• Your instructions
An exact copy of all the data is the required output.

Natural language region descriptions:
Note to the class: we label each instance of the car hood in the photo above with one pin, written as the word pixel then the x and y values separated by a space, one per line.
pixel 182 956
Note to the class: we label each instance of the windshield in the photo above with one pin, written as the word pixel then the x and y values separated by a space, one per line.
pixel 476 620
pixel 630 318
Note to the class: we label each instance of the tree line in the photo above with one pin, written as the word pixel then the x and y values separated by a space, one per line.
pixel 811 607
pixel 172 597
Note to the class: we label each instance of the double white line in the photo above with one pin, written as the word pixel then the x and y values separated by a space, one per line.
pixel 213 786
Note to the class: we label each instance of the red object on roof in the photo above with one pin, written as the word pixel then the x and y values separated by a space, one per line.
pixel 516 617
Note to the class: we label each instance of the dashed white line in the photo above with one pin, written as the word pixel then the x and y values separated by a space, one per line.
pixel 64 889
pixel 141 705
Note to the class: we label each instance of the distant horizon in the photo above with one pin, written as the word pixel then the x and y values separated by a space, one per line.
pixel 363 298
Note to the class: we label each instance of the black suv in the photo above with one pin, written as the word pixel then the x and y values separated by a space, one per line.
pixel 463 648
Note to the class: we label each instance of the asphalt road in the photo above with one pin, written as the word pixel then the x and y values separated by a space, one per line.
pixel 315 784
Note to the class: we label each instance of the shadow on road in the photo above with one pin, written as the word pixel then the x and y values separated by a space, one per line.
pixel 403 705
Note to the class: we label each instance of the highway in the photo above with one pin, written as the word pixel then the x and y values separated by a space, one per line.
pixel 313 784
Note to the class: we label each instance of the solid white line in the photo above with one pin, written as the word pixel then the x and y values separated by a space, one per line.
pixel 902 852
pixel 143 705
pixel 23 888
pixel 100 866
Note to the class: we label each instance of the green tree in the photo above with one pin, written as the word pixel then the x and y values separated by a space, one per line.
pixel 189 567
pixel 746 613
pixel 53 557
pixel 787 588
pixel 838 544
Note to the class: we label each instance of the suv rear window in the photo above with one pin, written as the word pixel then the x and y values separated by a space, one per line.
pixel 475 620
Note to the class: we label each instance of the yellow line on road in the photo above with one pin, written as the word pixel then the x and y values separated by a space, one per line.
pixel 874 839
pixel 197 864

• Task response
Note to the class: we label each instance of the car hood in the photo above with one pin, written as the word pixel then the x and y values separated by a space, one per line.
pixel 182 956
Note to the class: we label each instance of the windshield in the photo above with one pin, written as the word pixel then the x and y values separated by a space, one per line.
pixel 476 620
pixel 630 318
Note to the class: we label each instance of the tree line in the photo above with one pin, written as the word pixel then the x and y values separated by a space, one per line.
pixel 811 607
pixel 172 597
Note to the class: we label each instance of the double white line in the photo above with one pin, written as the word pixel then the x and y values separated by a space, one per line.
pixel 213 786
Note to the class: we label each instance of the red object on roof in the photo above with one pin, written as the word pixel then the x and y values separated by a space, one per line.
pixel 516 617
Note to the class: we label each instance of the dashed white line in the photo above with one pin, written as the word pixel then the x and y values separated by a space, one per line.
pixel 64 889
pixel 141 705
Note to the class: we label each instance of the distant horizon in the photo above with one pin, written as the word pixel then the x and y values separated by a space, one per line.
pixel 363 298
Note to the class: we label each instance of the black suv in the photo above with one pin, written as the word pixel then the x and y values separated by a space, one per line.
pixel 463 648
Note to the class: we label each instance of the asphalt road in the photo above with one pin, written as the word pixel then the x and y values separated by a space, one per line.
pixel 315 784
Note to the class: we label each instance of the shadow on road in the photo above with one pin, written as the word pixel then the x and y values separated by a space, one per line.
pixel 403 705
Note to the class: we label each instance of the highway in the photo above with one pin, written as the word pixel then the x and y values separated by a space, one per line.
pixel 313 784
Note to the class: we label each instance of the solid white line in the photo above with one pin, written as the word pixel then the x and y values separated by a space, one per line.
pixel 902 852
pixel 143 705
pixel 23 888
pixel 100 866
Note to the class: we label each instance of the green tree in the photo above with one pin, written as the word pixel then the x and y values separated by a space, one per line.
pixel 189 567
pixel 746 613
pixel 53 557
pixel 787 588
pixel 838 544
Note to the class: we label each instance of the suv rear window in the photo above with one pin, written as the word pixel then the x and y values separated by a space, one per line.
pixel 475 620
Note to the class: we label each instance of the yellow line on road in the photo above with one pin, written as the word pixel then the x and y values separated by a space, one per line.
pixel 874 839
pixel 197 864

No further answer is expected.